● **Dataset excerpts**:
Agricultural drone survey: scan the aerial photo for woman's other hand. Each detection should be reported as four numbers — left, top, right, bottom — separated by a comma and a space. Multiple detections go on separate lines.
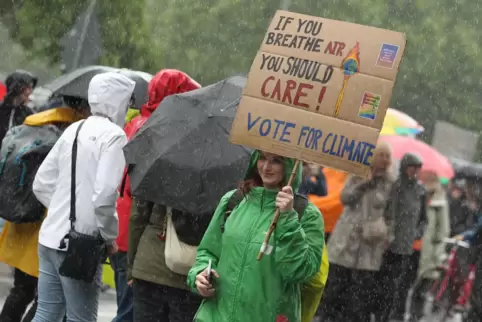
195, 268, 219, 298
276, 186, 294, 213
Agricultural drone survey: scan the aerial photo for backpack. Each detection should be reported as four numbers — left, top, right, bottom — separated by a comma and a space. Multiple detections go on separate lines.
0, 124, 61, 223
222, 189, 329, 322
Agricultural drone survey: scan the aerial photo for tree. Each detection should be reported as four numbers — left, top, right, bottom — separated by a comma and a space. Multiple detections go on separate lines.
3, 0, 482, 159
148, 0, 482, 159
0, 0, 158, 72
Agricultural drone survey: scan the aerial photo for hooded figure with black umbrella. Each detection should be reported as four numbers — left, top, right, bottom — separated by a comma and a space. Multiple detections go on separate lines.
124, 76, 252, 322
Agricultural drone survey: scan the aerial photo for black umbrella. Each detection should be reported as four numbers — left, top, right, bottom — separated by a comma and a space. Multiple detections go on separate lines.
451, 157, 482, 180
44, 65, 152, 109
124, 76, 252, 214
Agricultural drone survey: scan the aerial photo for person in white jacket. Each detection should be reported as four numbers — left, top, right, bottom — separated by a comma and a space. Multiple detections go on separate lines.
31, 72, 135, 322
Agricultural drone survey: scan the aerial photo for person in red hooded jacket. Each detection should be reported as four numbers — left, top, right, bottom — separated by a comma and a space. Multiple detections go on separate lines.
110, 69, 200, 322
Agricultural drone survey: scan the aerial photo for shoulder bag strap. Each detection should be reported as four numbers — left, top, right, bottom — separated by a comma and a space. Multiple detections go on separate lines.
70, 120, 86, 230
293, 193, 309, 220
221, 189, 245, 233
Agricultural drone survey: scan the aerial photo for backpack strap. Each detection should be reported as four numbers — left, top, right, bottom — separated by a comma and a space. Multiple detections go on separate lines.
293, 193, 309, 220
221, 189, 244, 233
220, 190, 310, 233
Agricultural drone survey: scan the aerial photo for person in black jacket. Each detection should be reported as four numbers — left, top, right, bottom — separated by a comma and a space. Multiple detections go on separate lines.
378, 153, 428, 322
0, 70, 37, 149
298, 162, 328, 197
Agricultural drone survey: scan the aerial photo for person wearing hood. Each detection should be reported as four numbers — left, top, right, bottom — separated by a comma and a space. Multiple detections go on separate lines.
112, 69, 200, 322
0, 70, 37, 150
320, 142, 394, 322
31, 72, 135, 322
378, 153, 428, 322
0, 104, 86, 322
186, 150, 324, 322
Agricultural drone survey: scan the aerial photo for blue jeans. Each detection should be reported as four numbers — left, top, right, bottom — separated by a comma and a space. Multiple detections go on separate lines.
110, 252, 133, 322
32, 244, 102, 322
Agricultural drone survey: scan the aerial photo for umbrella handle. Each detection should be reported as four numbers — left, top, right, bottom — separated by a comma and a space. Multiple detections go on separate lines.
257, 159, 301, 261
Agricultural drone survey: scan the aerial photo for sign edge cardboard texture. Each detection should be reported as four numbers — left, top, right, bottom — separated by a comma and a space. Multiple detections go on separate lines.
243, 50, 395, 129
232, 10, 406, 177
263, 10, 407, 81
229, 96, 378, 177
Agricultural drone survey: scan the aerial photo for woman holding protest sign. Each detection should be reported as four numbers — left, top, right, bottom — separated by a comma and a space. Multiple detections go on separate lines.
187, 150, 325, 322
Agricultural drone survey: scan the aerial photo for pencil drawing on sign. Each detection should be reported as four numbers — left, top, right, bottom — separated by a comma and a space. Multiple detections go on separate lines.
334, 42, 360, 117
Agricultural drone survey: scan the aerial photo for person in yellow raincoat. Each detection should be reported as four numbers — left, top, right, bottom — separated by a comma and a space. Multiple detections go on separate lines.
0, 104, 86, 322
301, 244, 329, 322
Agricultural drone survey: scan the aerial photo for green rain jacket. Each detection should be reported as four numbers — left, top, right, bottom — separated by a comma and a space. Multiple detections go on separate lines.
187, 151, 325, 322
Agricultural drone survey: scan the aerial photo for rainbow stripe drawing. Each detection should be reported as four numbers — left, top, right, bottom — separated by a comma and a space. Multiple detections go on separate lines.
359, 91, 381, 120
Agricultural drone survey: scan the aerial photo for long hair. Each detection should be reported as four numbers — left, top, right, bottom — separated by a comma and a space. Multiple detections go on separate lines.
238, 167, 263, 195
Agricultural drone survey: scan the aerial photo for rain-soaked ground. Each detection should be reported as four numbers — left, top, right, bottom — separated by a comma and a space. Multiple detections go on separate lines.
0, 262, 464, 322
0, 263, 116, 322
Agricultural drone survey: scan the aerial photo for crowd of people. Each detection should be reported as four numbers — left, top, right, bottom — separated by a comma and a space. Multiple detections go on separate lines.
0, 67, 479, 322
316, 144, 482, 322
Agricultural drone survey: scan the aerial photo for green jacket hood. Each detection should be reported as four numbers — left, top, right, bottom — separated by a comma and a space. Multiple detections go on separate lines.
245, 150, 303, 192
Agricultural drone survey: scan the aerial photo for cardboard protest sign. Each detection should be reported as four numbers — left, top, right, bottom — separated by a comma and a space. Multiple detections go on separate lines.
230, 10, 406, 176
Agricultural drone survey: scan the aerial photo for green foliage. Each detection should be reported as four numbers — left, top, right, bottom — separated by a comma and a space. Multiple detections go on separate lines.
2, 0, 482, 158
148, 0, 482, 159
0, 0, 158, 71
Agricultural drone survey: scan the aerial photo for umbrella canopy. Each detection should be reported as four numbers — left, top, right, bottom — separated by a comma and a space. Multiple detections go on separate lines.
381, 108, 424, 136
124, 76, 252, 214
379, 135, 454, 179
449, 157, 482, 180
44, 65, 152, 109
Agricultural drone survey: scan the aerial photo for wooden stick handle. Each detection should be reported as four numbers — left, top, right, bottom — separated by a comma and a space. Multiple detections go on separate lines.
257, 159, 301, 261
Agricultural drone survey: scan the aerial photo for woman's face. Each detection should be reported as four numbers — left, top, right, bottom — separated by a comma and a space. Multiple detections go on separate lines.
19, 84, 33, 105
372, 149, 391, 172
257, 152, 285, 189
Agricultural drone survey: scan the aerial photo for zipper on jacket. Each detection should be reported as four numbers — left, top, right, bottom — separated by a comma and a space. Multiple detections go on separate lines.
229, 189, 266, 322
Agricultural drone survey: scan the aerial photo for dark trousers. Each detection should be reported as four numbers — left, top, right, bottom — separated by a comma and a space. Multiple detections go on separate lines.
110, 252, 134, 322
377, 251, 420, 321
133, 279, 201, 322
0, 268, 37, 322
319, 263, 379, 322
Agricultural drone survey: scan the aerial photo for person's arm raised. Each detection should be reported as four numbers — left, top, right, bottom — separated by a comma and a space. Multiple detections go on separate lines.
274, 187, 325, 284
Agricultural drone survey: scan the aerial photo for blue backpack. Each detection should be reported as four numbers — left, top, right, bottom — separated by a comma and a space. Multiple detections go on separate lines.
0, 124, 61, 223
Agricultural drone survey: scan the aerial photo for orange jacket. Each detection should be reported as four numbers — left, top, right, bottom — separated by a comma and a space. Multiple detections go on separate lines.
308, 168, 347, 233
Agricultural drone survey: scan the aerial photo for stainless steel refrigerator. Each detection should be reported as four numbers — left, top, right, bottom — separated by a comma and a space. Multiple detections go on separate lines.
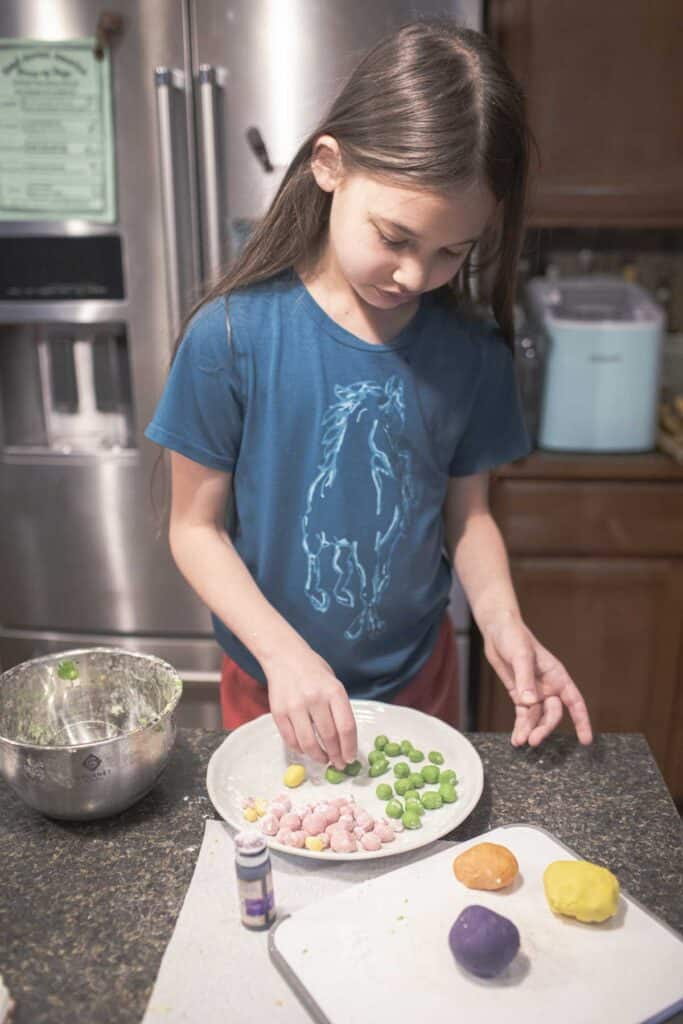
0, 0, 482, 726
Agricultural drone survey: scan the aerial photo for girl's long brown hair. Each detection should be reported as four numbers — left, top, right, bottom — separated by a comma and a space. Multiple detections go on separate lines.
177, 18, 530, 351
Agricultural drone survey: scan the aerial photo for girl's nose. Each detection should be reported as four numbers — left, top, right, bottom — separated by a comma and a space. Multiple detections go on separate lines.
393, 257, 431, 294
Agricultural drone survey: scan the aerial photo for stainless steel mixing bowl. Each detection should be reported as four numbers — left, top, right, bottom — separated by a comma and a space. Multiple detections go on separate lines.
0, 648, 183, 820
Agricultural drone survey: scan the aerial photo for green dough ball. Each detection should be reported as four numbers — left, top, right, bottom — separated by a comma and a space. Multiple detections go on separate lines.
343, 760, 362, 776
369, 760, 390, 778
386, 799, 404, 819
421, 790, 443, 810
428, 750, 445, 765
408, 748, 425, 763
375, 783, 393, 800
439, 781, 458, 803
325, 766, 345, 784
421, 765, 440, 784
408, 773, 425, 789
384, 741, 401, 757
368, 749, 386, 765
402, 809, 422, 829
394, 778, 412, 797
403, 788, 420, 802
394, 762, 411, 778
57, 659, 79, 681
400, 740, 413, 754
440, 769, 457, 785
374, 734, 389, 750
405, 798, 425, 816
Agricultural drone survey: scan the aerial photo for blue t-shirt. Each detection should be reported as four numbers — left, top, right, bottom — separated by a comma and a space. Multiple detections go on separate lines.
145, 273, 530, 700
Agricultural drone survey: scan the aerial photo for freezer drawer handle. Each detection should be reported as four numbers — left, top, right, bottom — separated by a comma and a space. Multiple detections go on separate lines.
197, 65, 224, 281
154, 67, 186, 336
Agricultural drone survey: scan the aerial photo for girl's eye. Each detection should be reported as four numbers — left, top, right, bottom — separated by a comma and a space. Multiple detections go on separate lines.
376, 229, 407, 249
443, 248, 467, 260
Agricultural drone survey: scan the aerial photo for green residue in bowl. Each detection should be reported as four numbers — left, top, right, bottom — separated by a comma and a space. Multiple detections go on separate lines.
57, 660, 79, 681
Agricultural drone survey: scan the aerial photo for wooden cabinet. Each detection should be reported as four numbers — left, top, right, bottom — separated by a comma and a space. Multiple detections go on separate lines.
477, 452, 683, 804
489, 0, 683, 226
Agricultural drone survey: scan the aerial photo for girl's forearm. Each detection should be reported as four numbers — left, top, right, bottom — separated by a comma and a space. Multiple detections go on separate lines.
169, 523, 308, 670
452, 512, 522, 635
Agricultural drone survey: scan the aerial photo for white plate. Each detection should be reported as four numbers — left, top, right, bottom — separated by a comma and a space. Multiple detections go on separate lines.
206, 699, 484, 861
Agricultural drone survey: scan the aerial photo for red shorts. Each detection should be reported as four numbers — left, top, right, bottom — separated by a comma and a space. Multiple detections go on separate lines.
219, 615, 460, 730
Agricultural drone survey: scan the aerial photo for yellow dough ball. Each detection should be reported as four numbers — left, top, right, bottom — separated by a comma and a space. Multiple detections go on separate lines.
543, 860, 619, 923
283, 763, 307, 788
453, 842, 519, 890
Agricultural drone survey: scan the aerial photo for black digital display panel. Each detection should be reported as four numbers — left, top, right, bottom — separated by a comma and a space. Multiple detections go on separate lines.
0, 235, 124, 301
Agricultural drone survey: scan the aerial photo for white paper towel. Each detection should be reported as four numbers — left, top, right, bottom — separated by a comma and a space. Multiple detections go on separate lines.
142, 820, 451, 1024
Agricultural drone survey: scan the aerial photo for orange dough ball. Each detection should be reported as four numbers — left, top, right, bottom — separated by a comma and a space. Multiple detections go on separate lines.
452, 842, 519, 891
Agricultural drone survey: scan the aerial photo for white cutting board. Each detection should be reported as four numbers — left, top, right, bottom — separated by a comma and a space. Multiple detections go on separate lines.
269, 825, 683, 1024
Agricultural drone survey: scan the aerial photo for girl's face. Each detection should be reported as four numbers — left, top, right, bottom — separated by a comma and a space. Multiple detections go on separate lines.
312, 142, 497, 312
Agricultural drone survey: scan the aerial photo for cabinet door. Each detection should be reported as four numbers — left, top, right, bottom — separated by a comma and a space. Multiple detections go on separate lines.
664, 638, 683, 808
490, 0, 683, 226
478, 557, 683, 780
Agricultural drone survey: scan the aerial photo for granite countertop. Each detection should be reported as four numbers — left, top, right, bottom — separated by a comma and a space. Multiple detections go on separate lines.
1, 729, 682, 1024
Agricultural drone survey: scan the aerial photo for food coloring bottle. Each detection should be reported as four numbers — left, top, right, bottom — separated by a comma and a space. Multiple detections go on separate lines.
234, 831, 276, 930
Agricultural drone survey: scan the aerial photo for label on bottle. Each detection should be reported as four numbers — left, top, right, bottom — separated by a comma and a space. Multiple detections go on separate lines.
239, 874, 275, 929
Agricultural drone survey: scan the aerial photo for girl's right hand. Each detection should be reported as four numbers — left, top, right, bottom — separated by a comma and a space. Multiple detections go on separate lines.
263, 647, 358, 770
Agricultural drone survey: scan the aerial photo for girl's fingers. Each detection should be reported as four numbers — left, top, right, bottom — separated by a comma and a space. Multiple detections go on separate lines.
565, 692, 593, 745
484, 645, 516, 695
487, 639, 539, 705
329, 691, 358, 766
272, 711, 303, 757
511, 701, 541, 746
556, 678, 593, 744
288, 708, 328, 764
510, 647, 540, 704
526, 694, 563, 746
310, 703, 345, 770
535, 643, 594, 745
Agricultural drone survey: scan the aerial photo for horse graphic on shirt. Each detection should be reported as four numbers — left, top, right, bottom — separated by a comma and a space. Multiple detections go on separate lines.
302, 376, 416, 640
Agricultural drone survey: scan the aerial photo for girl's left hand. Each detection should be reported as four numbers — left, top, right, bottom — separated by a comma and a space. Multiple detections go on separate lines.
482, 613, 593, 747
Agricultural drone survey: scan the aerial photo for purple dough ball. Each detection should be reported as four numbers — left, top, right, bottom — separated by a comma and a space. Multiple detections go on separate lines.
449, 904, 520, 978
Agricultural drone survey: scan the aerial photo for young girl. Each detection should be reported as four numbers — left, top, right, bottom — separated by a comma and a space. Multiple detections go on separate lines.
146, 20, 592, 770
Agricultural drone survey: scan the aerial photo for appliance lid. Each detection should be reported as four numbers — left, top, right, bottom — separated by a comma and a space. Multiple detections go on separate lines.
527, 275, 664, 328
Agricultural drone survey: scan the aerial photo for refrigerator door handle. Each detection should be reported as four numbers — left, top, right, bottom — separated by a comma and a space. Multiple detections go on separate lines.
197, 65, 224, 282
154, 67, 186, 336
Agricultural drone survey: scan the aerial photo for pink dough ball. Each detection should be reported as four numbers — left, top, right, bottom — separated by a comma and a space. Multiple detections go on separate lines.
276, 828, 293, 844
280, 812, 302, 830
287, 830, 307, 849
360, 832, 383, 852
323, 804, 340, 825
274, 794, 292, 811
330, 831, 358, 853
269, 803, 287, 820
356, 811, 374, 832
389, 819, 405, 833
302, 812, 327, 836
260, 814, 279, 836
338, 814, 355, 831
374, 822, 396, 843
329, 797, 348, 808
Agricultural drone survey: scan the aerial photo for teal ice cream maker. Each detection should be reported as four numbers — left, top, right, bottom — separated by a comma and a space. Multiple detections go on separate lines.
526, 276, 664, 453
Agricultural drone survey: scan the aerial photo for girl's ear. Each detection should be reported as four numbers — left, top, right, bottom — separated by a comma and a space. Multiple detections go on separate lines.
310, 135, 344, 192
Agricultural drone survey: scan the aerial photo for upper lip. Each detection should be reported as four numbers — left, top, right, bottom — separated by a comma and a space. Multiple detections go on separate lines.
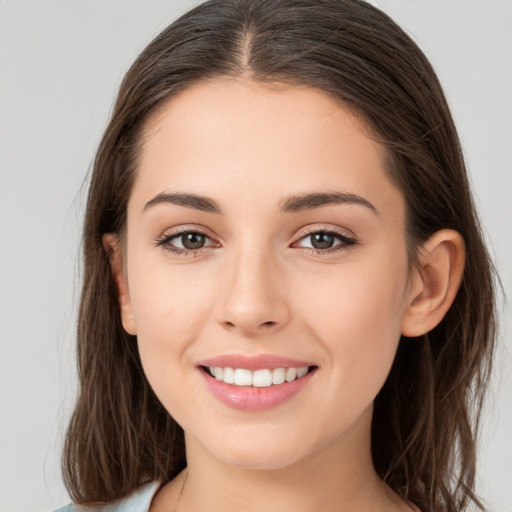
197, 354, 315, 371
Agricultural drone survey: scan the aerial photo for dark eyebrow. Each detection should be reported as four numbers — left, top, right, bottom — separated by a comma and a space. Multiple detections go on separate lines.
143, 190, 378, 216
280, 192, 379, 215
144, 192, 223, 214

● **What needs to be done**: Write out the lines that run from the line containing "photo for refrigerator" to the end of the entries, inclusive, exactly as written. Skip every picture.

● **Result of this task**:
Agricultural drone survey: scan the aerial photo for refrigerator door handle. Each detection should be reported as four numbers — left, top, right, bottom — separated by a comma and a space. Multiple detections go on separate lines.
197, 65, 224, 282
154, 67, 186, 336
Agricultural drone survey: scan the aerial photo for pink dough ball. Each detection should be reported as four numbers — left, top, right, bottom — separated by a comma and a space. Multiple detections go on separate lines.
276, 828, 293, 844
280, 812, 302, 830
287, 830, 307, 849
360, 832, 383, 852
323, 804, 340, 825
274, 794, 292, 811
330, 831, 358, 853
269, 803, 287, 820
356, 811, 374, 832
389, 819, 405, 833
302, 812, 327, 836
260, 814, 279, 836
338, 814, 355, 831
374, 822, 396, 843
329, 797, 348, 808
Agricultural drone survey: scan the aerial photo for teal ice cream maker. Each detection should be reported as four numbers — left, top, right, bottom — separated by a comma and a space. Multiple detections go on separate lines.
526, 276, 664, 453
Agricultural drone survey: scan the aerial photo for girl's ear. Each detection should be reported as four numbers — left, top, right, bottom — separated by a comma and a space. Multiple detections go on separate lines.
310, 135, 344, 192
Agricultural drone survey: scan the aerial photo for upper lip. Each detection should be reported as four numbers — left, top, right, bottom — separated by a comma and a space. Multiple detections go on separate lines.
197, 354, 315, 371
Agricultural drone survey: scan the aerial photo for dark eyebrow. Each detection should be reported as four numbers — left, top, right, bottom — separated by a comma and a space. Multiple detections go on separate lines.
143, 190, 378, 216
280, 192, 379, 215
144, 192, 223, 214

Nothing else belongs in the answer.